━━ LESETEXT ━━

Weniger dynamisch geht es auf den Minigolf-Bahnen am Neuköllner Hertzbergplatz zu. David Christoph Lerch, 25-jähriger Student der Politikwissenschaft, betreibt seit dieser Saison mit fünf Freunden den Platz. Die Studenten grillen Würstchen, verkaufen Getränke und leihen Schläger und Bälle aus. Ein paar alte Sofas geben dem Platz Friedrichshainer Studentenkneipen-Flair. „Hier sind wir unsere eigenen Chefs“, sagt Lerch. Junge Leute und Familien nutzen den Platz, aber auch eine Gruppe von Minigolf-Profis, die mit eigenen Schlägern und einem ganzen Arsenal unterschiedlicher Bälle kommt. Den Studenten geben sie gerne Nachhilfe. „Bis wir im Mai hier losgelegt haben, hatte ich keine Ahnung von diesem Sport“, sagt David Christoph Lerch. Inzwischen spielt das junge Team jeden letzten Sonntag im Monat zwischen 10 und 12 Uhr selbst bei Turnieren mit.

Mit genormten Bahnen möchte sich der Künstler Christoph Bruckner nicht anfreunden. Seine selbst gebastelte Minigolf-Anlage steht zur Zeit im Gartenclub „Kombinat“ in Prenzlauer Berg. „Beim ,Clubgolf‘ spielt man den Ball zum Beispiel durch einen umgedrehten Rasenmäher oder durch einem Schlitten in einen Fahrradsattel“, sagt Bruckner. Auch ein Riesenschach aus alten Flaschen hat er entworfen.

━━━

AUFGABE 1:
Beantworte diese Fragen zum Lesetext:
(a) Wie alt ist David Christoph Lerch, und was studiert er?
(b) Wann spielt das Team vom Hertzbergplatz bei Turnieren mit?
(c) Wo steht Christoph Bruckners Minigolf-Anlage zurzeit?
AUFGABE 2: Erkläre anhand des Lesetextes, wodurch der Platz am Hertzbergplatz sein Studentenkneipen-Flair bekommt.
Die Zeilen stammen aus einer anderen Quelle.

━━ ZEILENAUSZÜGE ━━

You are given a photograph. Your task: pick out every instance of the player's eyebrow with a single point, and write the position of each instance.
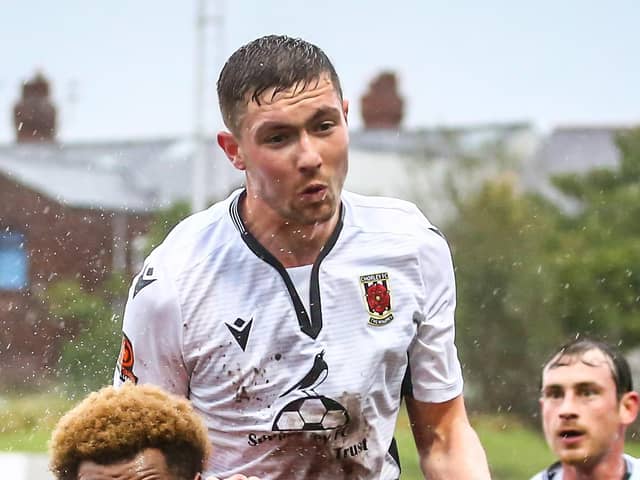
(322, 112)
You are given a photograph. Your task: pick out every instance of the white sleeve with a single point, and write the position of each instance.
(434, 368)
(151, 349)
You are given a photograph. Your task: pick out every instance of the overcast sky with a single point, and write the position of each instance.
(126, 69)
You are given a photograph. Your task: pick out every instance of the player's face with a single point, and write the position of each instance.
(147, 465)
(582, 418)
(294, 149)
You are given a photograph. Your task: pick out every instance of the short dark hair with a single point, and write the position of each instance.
(272, 61)
(577, 347)
(115, 424)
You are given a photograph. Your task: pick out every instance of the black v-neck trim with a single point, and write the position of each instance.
(311, 326)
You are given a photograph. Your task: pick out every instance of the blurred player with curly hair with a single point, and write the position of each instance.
(130, 433)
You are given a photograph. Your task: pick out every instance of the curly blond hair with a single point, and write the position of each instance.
(115, 424)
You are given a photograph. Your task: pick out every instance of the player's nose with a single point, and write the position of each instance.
(309, 157)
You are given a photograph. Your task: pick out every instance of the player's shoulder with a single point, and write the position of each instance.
(539, 476)
(387, 215)
(383, 212)
(195, 237)
(633, 465)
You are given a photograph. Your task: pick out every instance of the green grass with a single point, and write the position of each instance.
(26, 421)
(515, 452)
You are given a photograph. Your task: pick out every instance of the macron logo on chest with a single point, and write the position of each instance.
(240, 330)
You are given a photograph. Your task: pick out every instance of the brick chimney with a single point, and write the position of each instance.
(34, 115)
(381, 106)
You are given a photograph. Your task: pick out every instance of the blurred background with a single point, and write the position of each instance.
(514, 127)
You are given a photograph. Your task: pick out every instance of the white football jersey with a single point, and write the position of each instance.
(298, 372)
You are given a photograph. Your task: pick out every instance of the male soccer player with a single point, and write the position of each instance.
(587, 404)
(291, 312)
(131, 433)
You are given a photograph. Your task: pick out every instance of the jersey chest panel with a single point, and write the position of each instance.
(254, 369)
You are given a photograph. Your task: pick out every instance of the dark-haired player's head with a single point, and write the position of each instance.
(587, 402)
(130, 433)
(269, 64)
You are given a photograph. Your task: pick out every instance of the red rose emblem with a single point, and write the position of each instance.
(378, 298)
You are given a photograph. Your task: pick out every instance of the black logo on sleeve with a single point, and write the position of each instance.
(146, 278)
(240, 331)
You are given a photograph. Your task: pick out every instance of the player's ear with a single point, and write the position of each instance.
(231, 149)
(628, 407)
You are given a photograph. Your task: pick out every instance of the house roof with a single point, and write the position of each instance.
(144, 175)
(128, 175)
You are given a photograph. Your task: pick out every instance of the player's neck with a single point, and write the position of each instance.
(292, 244)
(612, 467)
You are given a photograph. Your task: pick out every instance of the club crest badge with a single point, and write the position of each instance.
(377, 298)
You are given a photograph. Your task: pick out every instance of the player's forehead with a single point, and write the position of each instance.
(301, 98)
(589, 366)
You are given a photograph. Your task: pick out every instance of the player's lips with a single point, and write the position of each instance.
(314, 192)
(570, 436)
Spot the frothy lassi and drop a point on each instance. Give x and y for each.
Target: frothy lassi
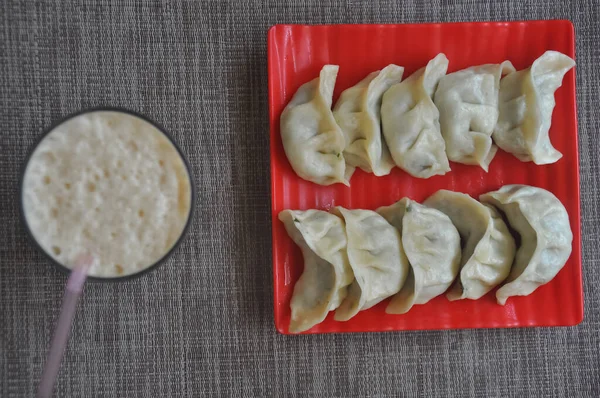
(109, 183)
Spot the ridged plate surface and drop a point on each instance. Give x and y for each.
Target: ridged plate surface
(297, 53)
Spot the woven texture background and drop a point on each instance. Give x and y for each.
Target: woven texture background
(203, 323)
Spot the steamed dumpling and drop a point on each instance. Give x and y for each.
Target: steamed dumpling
(312, 140)
(327, 273)
(546, 237)
(432, 246)
(377, 260)
(358, 113)
(488, 247)
(468, 105)
(411, 122)
(526, 104)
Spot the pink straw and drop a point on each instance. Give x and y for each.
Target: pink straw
(63, 328)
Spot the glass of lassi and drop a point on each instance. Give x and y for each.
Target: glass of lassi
(111, 183)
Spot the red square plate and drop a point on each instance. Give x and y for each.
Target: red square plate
(297, 53)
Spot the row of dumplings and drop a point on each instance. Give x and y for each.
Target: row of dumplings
(420, 123)
(354, 259)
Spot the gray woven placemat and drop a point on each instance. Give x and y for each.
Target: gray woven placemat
(203, 324)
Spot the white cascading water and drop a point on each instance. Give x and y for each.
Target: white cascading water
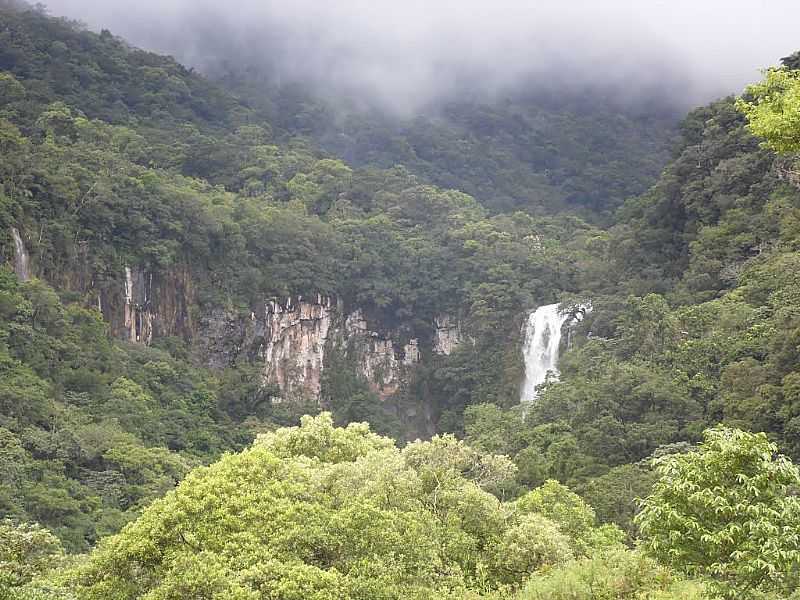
(22, 262)
(542, 341)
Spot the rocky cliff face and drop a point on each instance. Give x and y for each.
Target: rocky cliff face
(143, 305)
(289, 338)
(292, 340)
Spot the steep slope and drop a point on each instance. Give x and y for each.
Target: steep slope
(582, 152)
(152, 320)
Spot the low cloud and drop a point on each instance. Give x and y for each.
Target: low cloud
(404, 55)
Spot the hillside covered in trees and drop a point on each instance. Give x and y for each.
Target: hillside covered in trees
(162, 231)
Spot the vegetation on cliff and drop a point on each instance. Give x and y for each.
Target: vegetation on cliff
(180, 480)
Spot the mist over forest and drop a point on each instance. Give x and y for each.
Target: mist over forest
(404, 56)
(372, 300)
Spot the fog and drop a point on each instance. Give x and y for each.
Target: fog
(403, 54)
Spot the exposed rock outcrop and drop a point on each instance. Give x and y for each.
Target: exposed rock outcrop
(447, 335)
(295, 338)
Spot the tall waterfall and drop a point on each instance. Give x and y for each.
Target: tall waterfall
(22, 262)
(542, 340)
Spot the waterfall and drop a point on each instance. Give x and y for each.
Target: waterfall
(22, 266)
(542, 343)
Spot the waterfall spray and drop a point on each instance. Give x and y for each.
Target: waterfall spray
(542, 343)
(22, 262)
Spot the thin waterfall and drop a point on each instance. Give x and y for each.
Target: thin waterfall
(22, 262)
(540, 351)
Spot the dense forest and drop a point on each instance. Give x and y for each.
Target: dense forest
(148, 453)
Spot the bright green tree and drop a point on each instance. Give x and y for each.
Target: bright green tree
(727, 511)
(772, 108)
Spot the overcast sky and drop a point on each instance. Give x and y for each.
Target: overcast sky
(403, 53)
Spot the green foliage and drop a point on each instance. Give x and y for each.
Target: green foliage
(324, 512)
(772, 108)
(26, 551)
(618, 575)
(727, 511)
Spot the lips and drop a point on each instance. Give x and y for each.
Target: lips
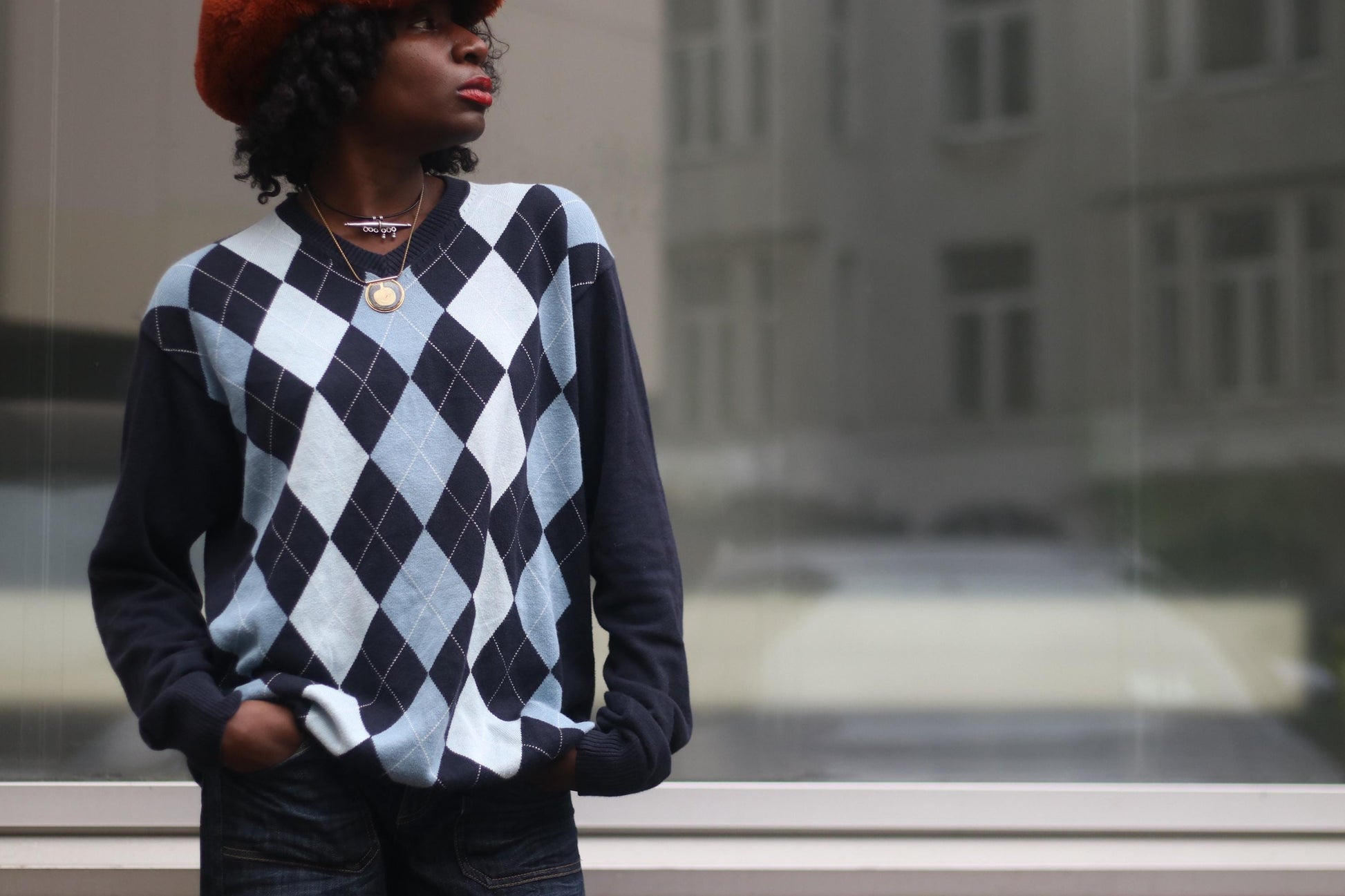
(476, 90)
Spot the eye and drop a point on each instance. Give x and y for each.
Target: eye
(423, 21)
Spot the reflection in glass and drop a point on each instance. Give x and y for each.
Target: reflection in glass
(1083, 521)
(1083, 517)
(1235, 34)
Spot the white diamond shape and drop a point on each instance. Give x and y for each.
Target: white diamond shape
(299, 334)
(334, 613)
(497, 440)
(327, 464)
(496, 307)
(493, 598)
(270, 244)
(482, 736)
(490, 207)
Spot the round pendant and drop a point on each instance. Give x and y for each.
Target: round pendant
(384, 295)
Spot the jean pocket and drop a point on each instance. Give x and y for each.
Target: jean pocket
(300, 812)
(304, 745)
(514, 836)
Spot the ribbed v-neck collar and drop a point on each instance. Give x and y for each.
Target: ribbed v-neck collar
(426, 238)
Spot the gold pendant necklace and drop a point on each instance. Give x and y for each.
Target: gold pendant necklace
(386, 294)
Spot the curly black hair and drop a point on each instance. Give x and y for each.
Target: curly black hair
(315, 78)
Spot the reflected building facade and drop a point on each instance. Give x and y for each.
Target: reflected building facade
(966, 265)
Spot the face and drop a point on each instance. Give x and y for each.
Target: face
(431, 92)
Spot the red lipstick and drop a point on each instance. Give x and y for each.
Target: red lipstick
(478, 90)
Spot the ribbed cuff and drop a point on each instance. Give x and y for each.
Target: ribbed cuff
(610, 763)
(200, 714)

━━━

VOLLSTÄNDIGE ANTWORT 1:
(a) Er ist 25 Jahre alt und studiert Politikwissenschaft.
(b) Jeden letzten Sonntag im Monat zwischen 10 und 12 Uhr.
(c) Im Gartenclub „Kombinat“ in Prenzlauer Berg.

VOLLSTÄNDIGE ANTWORT 2: Ein paar alte Sofas geben dem Platz das Flair einer Friedrichshainer Studentenkneipe.